* ACTION ITEM *
Transcribe the listing below word for word.

* TASK MATERIAL *
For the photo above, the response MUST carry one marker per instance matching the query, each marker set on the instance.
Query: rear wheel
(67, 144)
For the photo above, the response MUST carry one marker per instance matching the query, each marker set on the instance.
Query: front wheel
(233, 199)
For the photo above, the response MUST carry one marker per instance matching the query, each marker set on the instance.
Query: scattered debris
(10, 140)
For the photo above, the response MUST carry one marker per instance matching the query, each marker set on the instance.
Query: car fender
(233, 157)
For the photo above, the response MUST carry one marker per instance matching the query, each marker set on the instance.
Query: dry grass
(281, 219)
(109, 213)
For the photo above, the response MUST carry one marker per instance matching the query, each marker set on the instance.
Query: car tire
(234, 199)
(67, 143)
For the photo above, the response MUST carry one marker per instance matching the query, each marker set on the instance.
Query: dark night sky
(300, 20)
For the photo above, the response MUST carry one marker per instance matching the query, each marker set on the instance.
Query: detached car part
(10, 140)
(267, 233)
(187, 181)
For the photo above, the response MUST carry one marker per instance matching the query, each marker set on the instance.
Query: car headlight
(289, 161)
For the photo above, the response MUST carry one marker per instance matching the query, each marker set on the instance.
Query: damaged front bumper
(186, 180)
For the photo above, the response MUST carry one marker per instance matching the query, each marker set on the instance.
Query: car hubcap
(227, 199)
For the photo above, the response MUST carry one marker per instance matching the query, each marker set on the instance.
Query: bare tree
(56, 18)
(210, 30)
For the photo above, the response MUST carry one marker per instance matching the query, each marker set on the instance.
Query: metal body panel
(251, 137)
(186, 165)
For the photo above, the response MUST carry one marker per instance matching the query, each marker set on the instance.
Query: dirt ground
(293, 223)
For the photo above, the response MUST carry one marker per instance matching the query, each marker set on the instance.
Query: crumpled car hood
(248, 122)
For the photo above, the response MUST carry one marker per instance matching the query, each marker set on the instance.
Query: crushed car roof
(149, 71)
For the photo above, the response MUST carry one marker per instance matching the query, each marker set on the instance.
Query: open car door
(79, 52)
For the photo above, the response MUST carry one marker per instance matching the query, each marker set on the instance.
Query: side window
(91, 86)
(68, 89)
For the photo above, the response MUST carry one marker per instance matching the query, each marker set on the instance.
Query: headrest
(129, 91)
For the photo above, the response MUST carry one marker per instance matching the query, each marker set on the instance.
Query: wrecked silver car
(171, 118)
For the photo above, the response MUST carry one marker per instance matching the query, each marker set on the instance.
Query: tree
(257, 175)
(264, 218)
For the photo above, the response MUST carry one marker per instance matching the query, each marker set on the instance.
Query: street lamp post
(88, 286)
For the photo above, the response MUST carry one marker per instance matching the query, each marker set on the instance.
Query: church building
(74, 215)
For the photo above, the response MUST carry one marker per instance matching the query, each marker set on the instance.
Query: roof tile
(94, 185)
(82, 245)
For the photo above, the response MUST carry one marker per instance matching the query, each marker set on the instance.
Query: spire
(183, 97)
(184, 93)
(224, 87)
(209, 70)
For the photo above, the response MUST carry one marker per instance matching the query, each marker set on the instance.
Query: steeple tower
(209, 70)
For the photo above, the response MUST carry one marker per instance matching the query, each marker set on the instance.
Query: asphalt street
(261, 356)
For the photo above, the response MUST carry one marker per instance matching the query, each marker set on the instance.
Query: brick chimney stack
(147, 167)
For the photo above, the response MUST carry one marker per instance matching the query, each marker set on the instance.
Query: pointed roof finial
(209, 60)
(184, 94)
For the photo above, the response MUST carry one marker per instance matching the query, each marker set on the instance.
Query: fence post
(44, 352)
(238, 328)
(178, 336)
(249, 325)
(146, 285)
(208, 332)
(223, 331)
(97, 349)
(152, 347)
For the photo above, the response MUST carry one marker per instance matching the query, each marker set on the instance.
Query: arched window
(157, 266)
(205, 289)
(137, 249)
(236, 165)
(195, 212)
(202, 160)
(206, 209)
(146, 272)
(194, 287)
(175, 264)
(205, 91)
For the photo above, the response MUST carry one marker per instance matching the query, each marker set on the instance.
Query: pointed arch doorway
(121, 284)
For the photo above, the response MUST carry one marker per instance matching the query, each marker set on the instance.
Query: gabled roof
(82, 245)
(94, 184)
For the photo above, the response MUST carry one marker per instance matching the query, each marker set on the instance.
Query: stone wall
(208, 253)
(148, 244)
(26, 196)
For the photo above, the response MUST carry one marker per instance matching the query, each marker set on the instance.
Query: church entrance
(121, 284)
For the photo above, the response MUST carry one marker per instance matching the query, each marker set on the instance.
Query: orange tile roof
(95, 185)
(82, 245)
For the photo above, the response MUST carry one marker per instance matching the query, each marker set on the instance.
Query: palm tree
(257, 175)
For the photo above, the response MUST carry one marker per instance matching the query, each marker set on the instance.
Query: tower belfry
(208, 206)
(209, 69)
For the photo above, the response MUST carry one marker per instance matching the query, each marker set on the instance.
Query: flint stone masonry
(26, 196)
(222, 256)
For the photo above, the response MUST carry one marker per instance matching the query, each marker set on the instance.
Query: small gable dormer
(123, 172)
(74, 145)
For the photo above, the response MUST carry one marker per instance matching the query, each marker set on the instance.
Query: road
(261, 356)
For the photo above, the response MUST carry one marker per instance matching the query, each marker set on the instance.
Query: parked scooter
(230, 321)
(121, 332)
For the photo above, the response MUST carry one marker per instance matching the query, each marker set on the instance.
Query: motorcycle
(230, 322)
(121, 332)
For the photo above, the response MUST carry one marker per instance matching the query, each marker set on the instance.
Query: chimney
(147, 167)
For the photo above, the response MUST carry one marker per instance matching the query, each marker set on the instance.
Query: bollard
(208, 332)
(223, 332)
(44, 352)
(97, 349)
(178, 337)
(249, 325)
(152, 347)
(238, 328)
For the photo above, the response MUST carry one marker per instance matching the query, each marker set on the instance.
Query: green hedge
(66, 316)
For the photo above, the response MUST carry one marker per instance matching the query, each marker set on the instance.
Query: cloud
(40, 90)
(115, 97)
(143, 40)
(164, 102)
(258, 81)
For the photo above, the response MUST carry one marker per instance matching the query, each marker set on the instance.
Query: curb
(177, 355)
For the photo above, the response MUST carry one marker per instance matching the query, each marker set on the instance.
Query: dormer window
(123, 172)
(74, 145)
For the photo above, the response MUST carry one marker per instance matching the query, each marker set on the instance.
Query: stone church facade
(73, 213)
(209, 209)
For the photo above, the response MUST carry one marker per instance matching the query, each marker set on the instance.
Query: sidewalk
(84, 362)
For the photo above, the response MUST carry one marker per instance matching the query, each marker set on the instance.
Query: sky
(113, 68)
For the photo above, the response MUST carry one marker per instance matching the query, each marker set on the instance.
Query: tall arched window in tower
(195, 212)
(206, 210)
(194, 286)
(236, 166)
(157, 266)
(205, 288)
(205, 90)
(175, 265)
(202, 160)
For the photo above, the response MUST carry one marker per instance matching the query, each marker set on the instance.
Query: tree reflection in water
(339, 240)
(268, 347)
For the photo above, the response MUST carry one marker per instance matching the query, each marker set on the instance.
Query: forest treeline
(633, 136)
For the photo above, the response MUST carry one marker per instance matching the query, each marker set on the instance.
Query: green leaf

* EXERCISE RESPONSE *
For the photo above, the response MUST carry one marker per instance matching the query, each marker set on the instance.
Query: rear wheel
(67, 144)
For the photo above, the response MUST carry one marker per instance matching the query, each marker set on the instance.
Query: front wheel
(233, 199)
For the photo above, the response MUST carry one marker per instance matching the query, each marker set on the instance.
Query: scattered debris
(10, 140)
For the photo above, the response MUST carry one marker per instance matching the query, each marker set on the instance.
Query: car fender
(233, 157)
For the photo above, the response MUST carry one marker per instance matching the query, each marker set on the instance.
Query: dry grass
(281, 219)
(109, 213)
For the photo above, the response MUST carry one marker per instance matching the query, each marker set on the instance.
Query: car tire
(234, 199)
(67, 143)
For the photo above, the response MUST carry one marker per instance matching the query, each marker set on the instance.
Query: dark night sky
(300, 20)
For the photo above, the response MUST carry one marker per instance matching the query, each marker set on the instance.
Query: detached car part
(10, 140)
(267, 233)
(187, 181)
For the photo above, the response MUST carry one marker per instance matching the query, each marker set on the instance.
Query: car headlight
(289, 161)
For the photo above, the response MUST carry one marker per instance matching the query, each marker set on the instance.
Query: damaged front bumper
(186, 180)
For the photo above, the response MUST carry one marker per instance matching the query, each marker set on the instance.
Query: car hubcap
(227, 199)
For the photo above, the response MUST carry one marker per instance matching the query, each marker set on the instance.
Query: bare tree
(56, 18)
(210, 30)
For the photo above, the response MUST carry one marker per instance matching the query, each marker set on the instance.
Query: metal body panel
(251, 137)
(186, 165)
For the photo above, the response MUST carry one marker per instance matching the query, each marker set on the instance.
Query: dirt ground
(293, 223)
For the photo above, the response MUST carry one marker per instance matching the query, each marker set on the instance.
Query: crumpled car hood
(248, 122)
For the photo above, the response MUST carry one marker per instance matching the query, each marker set on the instance.
Query: crushed car roof
(149, 71)
For the photo above, the response MUST carry one marker per instance matching the query, each marker set on the instance.
Query: open car door
(79, 52)
For the photo above, the response MUST carry one marker per instance matching the query, each marker set on the instance.
Query: side window
(91, 86)
(68, 89)
For the photo above, the response MUST carry one marker per instance matching the query, each marker set on the instance.
Query: headrest
(129, 91)
For the photo above, the response MUST carry one marker per instance matching the query, each marker set on the instance.
Query: wrecked silver car
(171, 118)
For the photo above, the response MUST carry one marker per instance matching the query, each marker set on the instance.
Query: tree
(257, 175)
(264, 218)
For the photo above, the response MUST carry one marker per instance matching the query, each marker set on the instance.
Query: street lamp post
(88, 286)
For the photo above, the response MUST carry one marker per instance matching the query, each marker set on the instance.
Query: church building
(74, 215)
For the photo above, the response MUST carry one marker per instance matching the query, each marker set on the instance.
Query: roof tile
(94, 185)
(82, 245)
For the photo above, the response MUST carry one marker per instance matching the query, each marker set on the instance.
Query: spire
(183, 97)
(184, 93)
(224, 87)
(209, 70)
For the photo above, the response MUST carry one marker per instance matching the query, each marker set on the instance.
Query: steeple tower
(209, 70)
For the photo above, the response MUST carry one marker per instance matching the query, each marker set on the instance.
Query: asphalt street
(261, 356)
For the photo above, the response MUST carry one marker per instance matching the query, each marker set on the instance.
Query: brick chimney stack
(147, 167)
For the photo above, the response MUST carry one marker per instance matching the query, each marker set on the instance.
Query: pointed roof finial
(209, 60)
(184, 94)
For the photo above, the response MUST carry one marker per instance matching the query, each marker set on the instance.
Query: fence post
(44, 352)
(238, 328)
(178, 336)
(249, 325)
(146, 285)
(208, 332)
(223, 331)
(97, 349)
(152, 347)
For the photo above, the response MUST carry one marker per instance matching the query, each marker set on the instance.
Query: arched window
(157, 266)
(205, 289)
(137, 249)
(236, 165)
(195, 212)
(202, 160)
(206, 209)
(146, 272)
(194, 287)
(175, 264)
(205, 91)
For the photo above, the response MUST carry one marker per instance matching the query, each marker set on the instance.
Query: pointed arch doorway
(121, 284)
For the photo above, the response MUST carry one marker per instance matching the query, each marker set on the instance.
Query: gabled roof
(82, 245)
(94, 184)
For the photo above, the response MUST carry one marker per instance matching the query, each marker set on the instance.
Query: stone wall
(208, 253)
(148, 244)
(26, 196)
For the photo above, the response MUST carry one marker per instance matching the query, each marker set on the instance.
Query: church entrance
(121, 284)
For the photo above, the response MUST carry one marker per instance matching the query, each marker set on the instance.
Query: orange tile roof
(95, 185)
(82, 245)
For the photo above, the response MUST carry one marker per instance matching the query, each marker set on the instance.
Query: palm tree
(257, 175)
For the photo above, the response MUST carry one marker per instance matching the query, each marker set on the instance.
Query: tower belfry
(208, 206)
(209, 69)
For the photo above, the response MUST carry one marker per instance matching the query, each marker set on the instance.
Query: flint stone masonry
(26, 196)
(222, 256)
For the photo above, the response MUST carry one marker per instance matching the query, each marker set on the instance.
Query: small gable dormer
(123, 172)
(74, 145)
For the photo above, the response MUST carry one marker per instance matching the query, each marker set on the instance.
Query: road
(261, 356)
For the photo above, the response MUST carry one marker per instance matching the query, each marker set on the instance.
Query: parked scooter
(230, 321)
(121, 332)
For the photo above, the response MUST carry one marker per instance matching the query, each marker set on the instance.
Query: motorcycle
(230, 322)
(121, 332)
For the photo above, the response MUST carry one marker per instance matching the query, each marker set on the instance.
Query: chimney
(147, 167)
For the photo above, the response MUST carry one marker per instance matching the query, each marker set on the instance.
Query: bollard
(208, 332)
(223, 332)
(44, 352)
(97, 349)
(178, 337)
(249, 325)
(152, 347)
(238, 328)
For the photo above, the response MUST carry one marker per instance matching the query, each marker set on the instance.
Query: green hedge
(66, 316)
For the photo above, the response MUST carry one marker per instance matching the query, each marker set on the instance.
Query: cloud
(40, 90)
(115, 97)
(143, 40)
(164, 102)
(258, 81)
For the photo above, the response MUST carry one marker per instance matching the query, each marker set on the instance.
Query: curb
(177, 355)
For the photo above, the response MUST carry one marker per instance matching the query, each marker set on the instance.
Query: dormer window
(123, 172)
(74, 145)
For the photo above, the response MUST carry one marker per instance matching the query, each marker set on the instance.
Query: stone church facade
(73, 213)
(209, 209)
For the photo above, the response MUST carry one marker per instance matching the query, each marker set on the instance.
Query: sidewalk
(84, 362)
For the photo above, the response MUST carry one marker per instance matching the query, each marker set on the instance.
Query: sky
(113, 68)
For the photo above, the response MUST carry one marker per instance matching the query, each marker set on the instance.
Query: tall arched window in tower
(195, 212)
(206, 210)
(194, 286)
(236, 166)
(157, 266)
(205, 288)
(205, 90)
(175, 265)
(202, 160)
For the photo above, the response MUST carry one marker per instance matching the query, each marker set on the instance.
Query: tree reflection in water
(339, 240)
(268, 347)
For the photo above, the response MUST carry one marker per instance matching the query, each marker set on the instance.
Query: forest treeline
(633, 136)
For the photo above, the response MUST carry one marker per instance matching the query, each marker set on the instance.
Query: green leaf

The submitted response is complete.